For this exercise, return the line containing "Query: <item>overcast sky</item>" and every line after it through the end of the records below, without alteration.

- **Source records**:
---+---

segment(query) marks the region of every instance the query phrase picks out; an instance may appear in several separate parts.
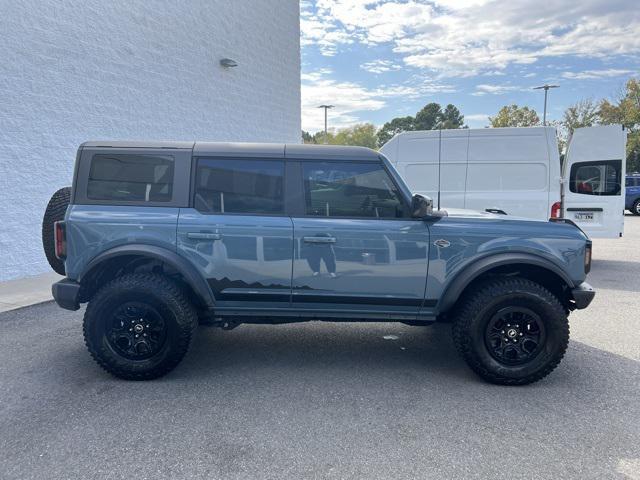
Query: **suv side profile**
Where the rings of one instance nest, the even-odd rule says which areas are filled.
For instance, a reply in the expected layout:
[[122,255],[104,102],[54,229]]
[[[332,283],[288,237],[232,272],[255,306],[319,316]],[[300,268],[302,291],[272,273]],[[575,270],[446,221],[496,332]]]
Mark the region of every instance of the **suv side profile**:
[[442,320],[478,375],[521,385],[594,296],[571,222],[434,211],[361,147],[88,142],[69,202],[53,295],[88,302],[89,352],[126,379],[172,370],[199,323]]
[[640,215],[640,173],[631,173],[625,179],[624,208],[634,215]]

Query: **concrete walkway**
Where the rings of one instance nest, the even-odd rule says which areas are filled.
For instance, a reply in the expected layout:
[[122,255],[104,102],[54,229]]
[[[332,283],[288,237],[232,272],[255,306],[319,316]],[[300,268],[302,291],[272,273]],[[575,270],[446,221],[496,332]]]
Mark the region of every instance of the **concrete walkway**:
[[55,272],[0,282],[0,312],[53,300],[51,284],[62,277]]

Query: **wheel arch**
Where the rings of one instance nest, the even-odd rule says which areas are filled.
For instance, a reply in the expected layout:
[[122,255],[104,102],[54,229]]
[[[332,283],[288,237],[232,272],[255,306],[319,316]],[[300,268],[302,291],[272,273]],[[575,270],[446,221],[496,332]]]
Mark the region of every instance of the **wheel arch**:
[[476,260],[458,272],[445,286],[436,306],[437,313],[451,310],[465,291],[481,279],[489,275],[514,274],[542,284],[565,305],[569,300],[567,290],[575,287],[575,282],[559,266],[544,257],[516,252],[496,254]]
[[131,244],[114,247],[94,257],[78,276],[80,301],[86,302],[106,282],[126,271],[149,268],[175,276],[199,307],[212,309],[215,297],[205,278],[187,259],[163,247]]

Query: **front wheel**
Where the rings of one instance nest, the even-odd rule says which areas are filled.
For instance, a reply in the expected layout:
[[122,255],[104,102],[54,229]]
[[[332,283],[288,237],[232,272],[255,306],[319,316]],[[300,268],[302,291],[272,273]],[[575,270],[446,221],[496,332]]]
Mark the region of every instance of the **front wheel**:
[[194,307],[173,281],[127,274],[104,286],[84,314],[84,340],[94,360],[127,380],[149,380],[176,367],[198,325]]
[[633,202],[631,206],[631,213],[634,215],[640,215],[640,198]]
[[461,300],[453,323],[457,350],[491,383],[525,385],[558,366],[569,321],[558,299],[524,278],[495,278]]

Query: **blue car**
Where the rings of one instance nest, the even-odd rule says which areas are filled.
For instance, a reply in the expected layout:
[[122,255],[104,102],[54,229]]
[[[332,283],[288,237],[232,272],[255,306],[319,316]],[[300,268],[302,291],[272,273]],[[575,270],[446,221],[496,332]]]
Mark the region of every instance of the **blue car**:
[[366,148],[85,143],[49,207],[53,296],[87,303],[89,352],[125,379],[169,372],[199,324],[447,321],[478,375],[523,385],[595,294],[572,222],[434,210]]
[[640,215],[640,173],[627,175],[625,180],[624,208],[634,215]]

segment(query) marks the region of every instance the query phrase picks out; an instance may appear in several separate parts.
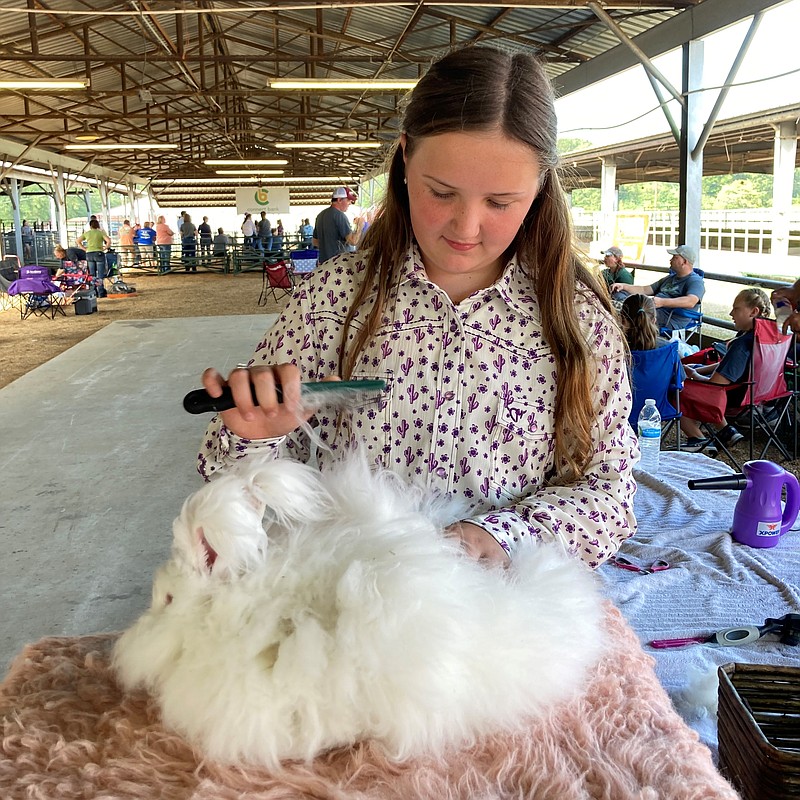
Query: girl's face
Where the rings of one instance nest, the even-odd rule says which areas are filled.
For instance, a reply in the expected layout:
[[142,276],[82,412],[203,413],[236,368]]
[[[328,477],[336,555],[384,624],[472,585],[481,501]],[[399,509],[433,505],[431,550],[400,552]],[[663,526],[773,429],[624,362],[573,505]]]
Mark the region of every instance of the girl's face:
[[758,307],[749,306],[744,301],[741,294],[737,294],[731,309],[731,319],[737,331],[749,331],[752,329],[755,318],[758,316]]
[[603,261],[609,269],[614,269],[619,264],[619,259],[612,253],[606,253],[603,257]]
[[411,224],[428,277],[460,302],[491,286],[539,192],[535,153],[500,132],[443,133],[405,157]]

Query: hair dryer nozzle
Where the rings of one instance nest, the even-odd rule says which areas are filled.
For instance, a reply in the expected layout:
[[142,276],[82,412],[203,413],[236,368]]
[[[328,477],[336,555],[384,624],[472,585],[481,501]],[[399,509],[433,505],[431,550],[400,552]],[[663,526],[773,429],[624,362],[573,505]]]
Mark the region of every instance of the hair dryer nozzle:
[[747,478],[744,473],[736,472],[733,475],[720,475],[718,478],[698,478],[687,481],[690,489],[746,489]]

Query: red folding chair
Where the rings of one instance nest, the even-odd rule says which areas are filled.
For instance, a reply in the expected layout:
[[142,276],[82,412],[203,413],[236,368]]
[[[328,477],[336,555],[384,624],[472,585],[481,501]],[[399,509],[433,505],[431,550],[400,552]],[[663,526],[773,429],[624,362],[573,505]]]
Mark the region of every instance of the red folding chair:
[[724,426],[728,421],[740,427],[749,425],[751,460],[757,430],[766,437],[759,458],[764,458],[770,447],[775,447],[786,459],[792,457],[779,438],[778,429],[787,418],[793,397],[793,392],[787,388],[784,377],[784,365],[793,341],[793,335],[785,336],[778,330],[775,320],[756,319],[753,330],[753,354],[746,381],[723,385],[709,381],[687,380],[683,385],[681,392],[683,415],[697,420],[708,436],[706,447],[712,443],[721,447],[737,469],[741,469],[739,462],[719,438],[712,425]]
[[274,302],[278,302],[284,297],[289,297],[294,291],[294,275],[291,266],[281,259],[270,263],[264,262],[264,272],[261,279],[261,294],[258,297],[258,304],[265,306],[267,297],[272,296]]

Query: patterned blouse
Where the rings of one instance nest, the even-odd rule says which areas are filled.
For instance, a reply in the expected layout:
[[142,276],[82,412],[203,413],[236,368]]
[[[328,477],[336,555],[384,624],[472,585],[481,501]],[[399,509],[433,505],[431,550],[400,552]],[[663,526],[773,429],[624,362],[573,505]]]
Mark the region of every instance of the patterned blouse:
[[[336,374],[342,324],[364,276],[360,253],[343,254],[303,282],[251,365],[293,362],[303,380]],[[578,316],[595,353],[594,455],[580,480],[555,474],[556,369],[542,335],[530,280],[512,259],[498,281],[454,304],[425,274],[416,247],[390,291],[382,324],[362,350],[353,378],[382,378],[382,397],[349,413],[317,415],[332,449],[358,441],[371,461],[404,480],[461,499],[464,520],[487,530],[512,557],[533,539],[556,540],[590,567],[635,532],[636,437],[622,337],[589,292]],[[367,308],[371,306],[368,301]],[[351,327],[364,319],[359,312]],[[253,453],[307,461],[301,431],[243,439],[215,417],[198,471],[206,478]],[[321,452],[322,466],[334,455]]]

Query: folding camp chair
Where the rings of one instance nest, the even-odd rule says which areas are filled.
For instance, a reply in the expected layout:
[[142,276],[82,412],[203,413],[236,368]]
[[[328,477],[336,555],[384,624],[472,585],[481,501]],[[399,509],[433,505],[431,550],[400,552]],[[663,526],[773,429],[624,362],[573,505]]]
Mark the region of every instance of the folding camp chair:
[[289,259],[292,262],[292,272],[294,275],[303,279],[310,275],[319,263],[319,250],[293,250],[289,254]]
[[264,262],[264,272],[261,279],[261,294],[258,304],[265,306],[267,296],[272,295],[274,302],[291,295],[294,289],[294,279],[291,265],[281,259],[280,261]]
[[[655,350],[631,351],[630,367],[633,404],[628,418],[634,430],[639,420],[639,413],[644,401],[652,398],[656,401],[658,413],[661,414],[662,437],[669,435],[675,428],[675,447],[681,449],[681,429],[677,424],[681,418],[680,391],[683,388],[683,368],[678,355],[678,343],[670,342]],[[675,398],[675,405],[670,402],[670,395]],[[666,422],[666,427],[663,423]]]
[[50,317],[56,314],[66,316],[64,304],[66,298],[50,279],[47,267],[35,265],[20,267],[19,278],[8,287],[8,294],[16,297],[19,304],[20,319],[28,317]]
[[[686,381],[681,393],[685,416],[695,419],[708,436],[702,452],[711,444],[722,448],[736,469],[741,465],[725,446],[712,425],[734,425],[750,428],[750,459],[753,458],[755,433],[761,431],[766,442],[759,458],[775,447],[784,458],[789,450],[779,438],[778,429],[787,419],[793,392],[786,386],[784,368],[794,335],[784,336],[775,320],[758,318],[753,330],[753,354],[748,379],[737,383],[719,384],[710,381]],[[769,404],[765,407],[765,404]]]

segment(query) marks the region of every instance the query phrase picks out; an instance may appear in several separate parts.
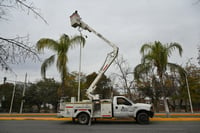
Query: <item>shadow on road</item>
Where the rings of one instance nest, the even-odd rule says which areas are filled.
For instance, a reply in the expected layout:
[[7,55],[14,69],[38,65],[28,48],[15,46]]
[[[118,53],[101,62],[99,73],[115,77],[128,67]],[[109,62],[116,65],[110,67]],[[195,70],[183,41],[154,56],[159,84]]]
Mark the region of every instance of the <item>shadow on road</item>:
[[[151,124],[154,124],[154,123],[156,123],[156,122],[150,122],[149,124],[146,124],[146,125],[151,125]],[[61,125],[81,125],[81,124],[79,124],[78,123],[78,121],[75,121],[75,122],[73,122],[73,121],[63,121],[63,122],[61,122]],[[115,125],[122,125],[122,124],[124,124],[124,125],[140,125],[140,124],[138,124],[136,121],[119,121],[119,120],[117,120],[117,121],[104,121],[104,120],[97,120],[97,121],[92,121],[92,123],[91,123],[92,125],[102,125],[102,124],[106,124],[106,125],[113,125],[113,124],[115,124]]]

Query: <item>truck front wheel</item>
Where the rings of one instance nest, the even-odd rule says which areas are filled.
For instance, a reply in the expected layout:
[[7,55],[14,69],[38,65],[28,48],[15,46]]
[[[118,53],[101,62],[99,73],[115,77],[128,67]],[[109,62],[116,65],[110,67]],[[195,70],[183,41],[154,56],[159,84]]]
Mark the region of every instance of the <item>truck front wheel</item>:
[[81,113],[81,114],[78,115],[78,122],[80,124],[88,124],[89,119],[90,119],[90,117],[86,113]]
[[149,124],[149,115],[146,112],[137,114],[136,121],[139,124]]

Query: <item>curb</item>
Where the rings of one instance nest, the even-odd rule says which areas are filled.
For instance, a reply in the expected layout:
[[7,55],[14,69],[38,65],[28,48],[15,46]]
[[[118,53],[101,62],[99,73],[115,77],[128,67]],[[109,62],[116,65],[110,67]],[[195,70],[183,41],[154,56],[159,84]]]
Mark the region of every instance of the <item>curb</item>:
[[[56,116],[57,113],[0,113],[0,116]],[[155,116],[165,116],[166,113],[155,113]],[[199,116],[200,113],[170,113],[170,116]]]
[[0,120],[45,120],[45,121],[71,121],[71,118],[53,117],[0,117]]
[[[165,113],[156,113],[150,121],[200,121],[200,113],[171,113],[171,116],[179,116],[174,118],[163,118]],[[0,114],[0,120],[46,120],[46,121],[72,121],[72,118],[58,118],[56,113],[24,113],[24,114]],[[133,121],[133,119],[117,119],[117,118],[98,118],[100,121]]]
[[151,118],[151,121],[200,121],[200,118]]

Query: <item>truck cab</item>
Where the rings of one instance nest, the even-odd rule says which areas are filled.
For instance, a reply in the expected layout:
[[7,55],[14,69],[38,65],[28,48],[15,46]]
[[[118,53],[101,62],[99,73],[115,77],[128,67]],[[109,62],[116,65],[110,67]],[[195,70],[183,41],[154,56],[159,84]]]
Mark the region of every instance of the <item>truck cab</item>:
[[140,124],[147,124],[154,113],[151,104],[133,103],[124,96],[115,96],[113,115],[116,118],[134,118]]

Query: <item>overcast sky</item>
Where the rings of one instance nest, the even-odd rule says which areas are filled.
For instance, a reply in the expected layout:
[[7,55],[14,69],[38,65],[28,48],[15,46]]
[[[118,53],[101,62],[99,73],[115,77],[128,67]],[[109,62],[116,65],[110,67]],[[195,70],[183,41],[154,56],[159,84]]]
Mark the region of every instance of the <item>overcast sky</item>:
[[[140,63],[139,50],[144,43],[160,41],[163,44],[178,42],[182,45],[183,55],[177,51],[170,62],[185,65],[188,59],[197,64],[197,46],[200,45],[200,4],[197,0],[34,0],[34,6],[40,9],[48,25],[34,14],[21,10],[11,10],[9,21],[0,21],[0,35],[7,38],[30,36],[35,44],[40,38],[58,40],[65,33],[79,35],[77,29],[70,26],[69,16],[78,10],[82,20],[119,47],[122,55],[133,69]],[[82,71],[86,74],[98,71],[106,54],[112,49],[93,33],[82,31],[87,35],[83,49]],[[41,58],[51,55],[45,51]],[[78,71],[79,48],[71,49],[68,68]],[[28,73],[29,81],[41,79],[41,62],[27,61],[25,64],[11,65],[17,74],[17,80],[24,80]],[[116,72],[113,65],[106,73]],[[0,73],[3,77],[15,80],[14,74]],[[47,77],[59,80],[55,66],[47,71]]]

---+---

- **Solved problem**:
Query: <item>overcast sky</item>
Where the rings of one instance nest, the even-odd rule says which areas are filled.
For instance, a reply in the expected layout:
[[7,55],[14,69],[38,65],[28,48],[15,46]]
[[[118,53],[101,62],[99,73],[115,77],[128,67]],[[109,62],[116,65],[110,67]],[[195,70],[183,41],[154,56],[159,84]]]
Mark the region of every instance of the <item>overcast sky</item>:
[[[140,63],[139,50],[144,43],[160,41],[163,44],[178,42],[182,45],[183,55],[177,51],[170,62],[185,65],[188,59],[197,64],[197,46],[200,45],[200,4],[197,0],[34,0],[34,6],[40,9],[48,25],[34,14],[21,10],[11,10],[9,21],[0,21],[0,35],[7,38],[30,36],[35,44],[40,38],[58,40],[65,33],[79,35],[77,29],[70,26],[69,16],[78,10],[82,20],[119,47],[122,55],[133,69]],[[82,71],[86,74],[98,71],[106,54],[112,49],[93,33],[82,31],[87,35],[83,49]],[[41,58],[51,55],[45,51]],[[78,71],[79,48],[71,49],[68,68]],[[28,73],[29,81],[41,79],[41,62],[27,61],[25,64],[11,65],[17,74],[17,80],[24,80]],[[116,72],[113,65],[106,73]],[[0,73],[3,77],[15,80],[14,74]],[[47,77],[59,80],[55,66],[47,71]]]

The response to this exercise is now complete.